▶ Instructions:
(1) From the passage on grief, extract the text from "Sobonfu shared how, in" to "to release them.".
(2) Answer these questions using the passage on grief.
(a) Which of the father's birthdays does the photo show?
(b) What tribe is Sobonfu Somé from?
(c) What kind of grief do the Dagara say does not exist?
(3) Write the next part of the passage on grief, beginning after its final sentence.

▶ Selected extract:
========================================================================
Today would have been my father’s 70th birthday. This photo is from his 41st birthday—the last one he ever got to celebrate here before he passed away a few months later. I miss him every day and would give anything to have him by my side still. Yet, losing him so young gave me a profound ability to sit with pain, grief, and loss—feelings that our troubled society tells us are personal issues to bury and hide.
Sobonfu Somé, the revered West African spiritual teacher and author from Burkina Faso’s Dagara tribe, whose work around grief and its impact on individuals and societies has profoundly shaped my journey, would often begin her talks with a simple, powerful reminder: “Not dealing with grief has got us into big trouble.” And that has never felt truer than it does today. We are living in dark times, surrounded by the death of other beings and the natural world, yet we’re expected to go on as though it’s business as usual. Unresolved grief shapes our world; it finds its way into our relationships and political systems, becoming a hidden influence on how society is run. At the heart of so much darkness in the world today lies unprocessed grief.
Sobonfu shared how, in her culture, emotions are not seen as individual burdens but as collective ones; to the Dagara, there is no such thing as private grief—grief is communal. Your pain is our pain. They believe that grief is an energy to be worked through, not left to stagnate and that it is the community’s responsibility to face it together. Our pain reveals the soul’s unrest, giving words to what it has not addressed. By naming these feelings, we create space to release them.
========================================================================
▶ Data items:
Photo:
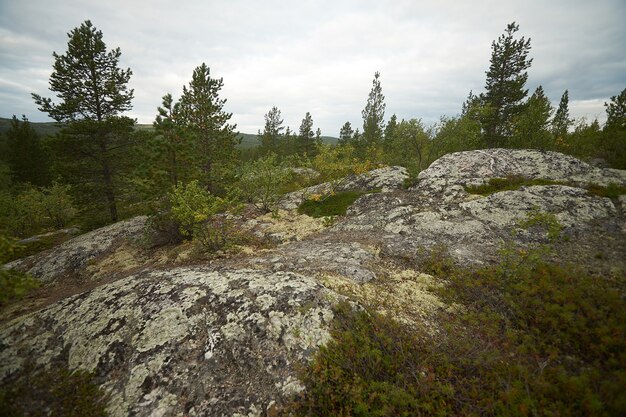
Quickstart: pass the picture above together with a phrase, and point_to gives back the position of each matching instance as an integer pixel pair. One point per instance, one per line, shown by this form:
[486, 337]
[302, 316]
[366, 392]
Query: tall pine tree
========================================================================
▶ Answers to each task:
(1)
Sobonfu shared how, in her culture, emotions are not seen as individual burdens but as collective ones; to the Dagara, there is no such thing as private grief—grief is communal. Your pain is our pain. They believe that grief is an energy to be worked through, not left to stagnate and that it is the community’s responsibility to face it together. Our pain reveals the soul’s unrest, giving words to what it has not addressed. By naming these feelings, we create space to release them.

(2)
(a) His 41st birthday.
(b) The Dagara tribe of Burkina Faso.
(c) Private grief.

(3)
To me, the depth of our grief reflects the depth of our love; we grieve because we have loved deeply. Allowing ourselves to feel that grief fully can bring us closer to the love we hold for what we’ve lost. I cry because dancing with my grief is a way of honouring everything I love—the earth and all living beings. I want my grief to flow through me, to transform it into something healing and life-giving rather than a weight that holds me back so I can live a life of depth and connection.
Life is precious, friends. Remember that we are mere mortals. Don’t let this complex world close your heart.
Happy Birthday Papa, my forever Scorpio king. You are the flyest forever in so many ways. I feel you and your love reverberate through me every day.
I’m so lucky to be your daughter.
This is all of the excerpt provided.